**EXCERPTED TEXT:**

::::::::::

1

From http://phphttpclient.com I followed "Install option 1" and the first "quick snippet".

I end up with the following, with Request undefined.

enter image description here

enter image description here

Additionally, and perhaps relatedly, I am confused by the fact that one of the code samples says "$response = Request::get" and another says "$response = \Httpful\Request::get". Is the latter valid PHP?

I have PHP 5.6.7.

enter image description here

What am I doing wrong?

cja
  • 10,504
  • 18
  • 66
  • 120
  • The docs have been updated to always include the namespace to avoid this confusion in the future, @cja. – nategood Sep 21 '15 at 18:18

2 Answers2

6

Yes, \Httpful\Request::get() is valid PHP. It tells PHP that you're looking for the class Request in the namespace Httpful. More on namespaces: http://php.net/manual/en/language.namespaces.php

The reason you can call \Httpful\Request::get(), but can't call Request::get() is namespace related. In your index.php, you're not defining a namespace. Therefor, PHP just looks for a class Request in the global space (when calling Request::get()). PHP does not check if there's a Request class in another namespace.

::::::::::

**SOURCE RECORDS:**
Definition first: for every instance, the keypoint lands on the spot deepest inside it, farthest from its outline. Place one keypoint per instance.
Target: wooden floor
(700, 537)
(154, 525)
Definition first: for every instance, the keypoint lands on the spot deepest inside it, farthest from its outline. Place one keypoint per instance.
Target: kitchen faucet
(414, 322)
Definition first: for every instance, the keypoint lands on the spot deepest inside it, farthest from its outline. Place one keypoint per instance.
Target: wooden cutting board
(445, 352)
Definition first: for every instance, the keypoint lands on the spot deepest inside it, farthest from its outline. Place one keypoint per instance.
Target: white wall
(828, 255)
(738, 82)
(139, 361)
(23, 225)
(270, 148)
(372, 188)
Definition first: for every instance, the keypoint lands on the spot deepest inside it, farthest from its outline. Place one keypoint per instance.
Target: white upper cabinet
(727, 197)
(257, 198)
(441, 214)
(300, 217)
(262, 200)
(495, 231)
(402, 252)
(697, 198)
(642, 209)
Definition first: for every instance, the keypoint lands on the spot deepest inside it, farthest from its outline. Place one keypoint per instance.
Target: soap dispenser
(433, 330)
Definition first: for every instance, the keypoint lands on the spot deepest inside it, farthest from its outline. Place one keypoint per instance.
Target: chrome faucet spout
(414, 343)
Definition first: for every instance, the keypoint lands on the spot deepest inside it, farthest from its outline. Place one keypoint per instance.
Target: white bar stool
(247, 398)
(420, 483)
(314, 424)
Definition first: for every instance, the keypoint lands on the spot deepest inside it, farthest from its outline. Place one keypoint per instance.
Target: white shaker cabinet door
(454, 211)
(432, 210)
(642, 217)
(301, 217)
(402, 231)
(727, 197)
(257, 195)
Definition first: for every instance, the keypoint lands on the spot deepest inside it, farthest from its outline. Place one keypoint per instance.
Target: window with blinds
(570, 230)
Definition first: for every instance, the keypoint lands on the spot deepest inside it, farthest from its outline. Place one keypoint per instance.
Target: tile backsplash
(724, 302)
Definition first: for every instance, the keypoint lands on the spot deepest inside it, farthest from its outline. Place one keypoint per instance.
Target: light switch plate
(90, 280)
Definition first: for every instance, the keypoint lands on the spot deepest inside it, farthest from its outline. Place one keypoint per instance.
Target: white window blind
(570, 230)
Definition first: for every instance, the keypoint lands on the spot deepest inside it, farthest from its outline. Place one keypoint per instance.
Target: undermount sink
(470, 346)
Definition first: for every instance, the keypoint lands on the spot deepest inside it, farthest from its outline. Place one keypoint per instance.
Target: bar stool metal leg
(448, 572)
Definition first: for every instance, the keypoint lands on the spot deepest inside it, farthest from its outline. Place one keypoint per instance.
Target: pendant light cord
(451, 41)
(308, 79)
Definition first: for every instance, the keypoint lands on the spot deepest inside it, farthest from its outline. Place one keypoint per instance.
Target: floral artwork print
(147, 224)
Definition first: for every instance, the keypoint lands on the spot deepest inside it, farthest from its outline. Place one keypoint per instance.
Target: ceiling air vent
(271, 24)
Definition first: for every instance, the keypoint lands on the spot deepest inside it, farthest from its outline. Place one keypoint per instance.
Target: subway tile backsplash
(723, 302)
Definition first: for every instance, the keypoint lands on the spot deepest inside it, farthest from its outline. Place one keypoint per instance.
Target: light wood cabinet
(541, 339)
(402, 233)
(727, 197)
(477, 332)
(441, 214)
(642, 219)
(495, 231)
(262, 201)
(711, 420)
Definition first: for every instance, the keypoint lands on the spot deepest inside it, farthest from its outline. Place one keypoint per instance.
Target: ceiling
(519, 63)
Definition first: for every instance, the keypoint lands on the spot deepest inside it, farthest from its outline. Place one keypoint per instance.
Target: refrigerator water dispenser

::::::::::

**GIVEN EXERCISE 1:** In the PHP namespace question, why does calling \Httpful\Request::get() work when calling Request::get() does not? Answer in one to three sentences.
**GIVEN EXERCISE 2:** Pull out every line of the records that contains the string "wooden".
The text and the records have no connection to each other.

**CORRECT RESPONSE 1:** The index.php file defines no namespace, so for Request::get() PHP looks for a Request class only in the global space and does not check other namespaces. Writing \Httpful\Request::get() tells PHP to look for the Request class in the Httpful namespace.

**CORRECT RESPONSE 2:**
Target: wooden floor
Target: wooden cutting board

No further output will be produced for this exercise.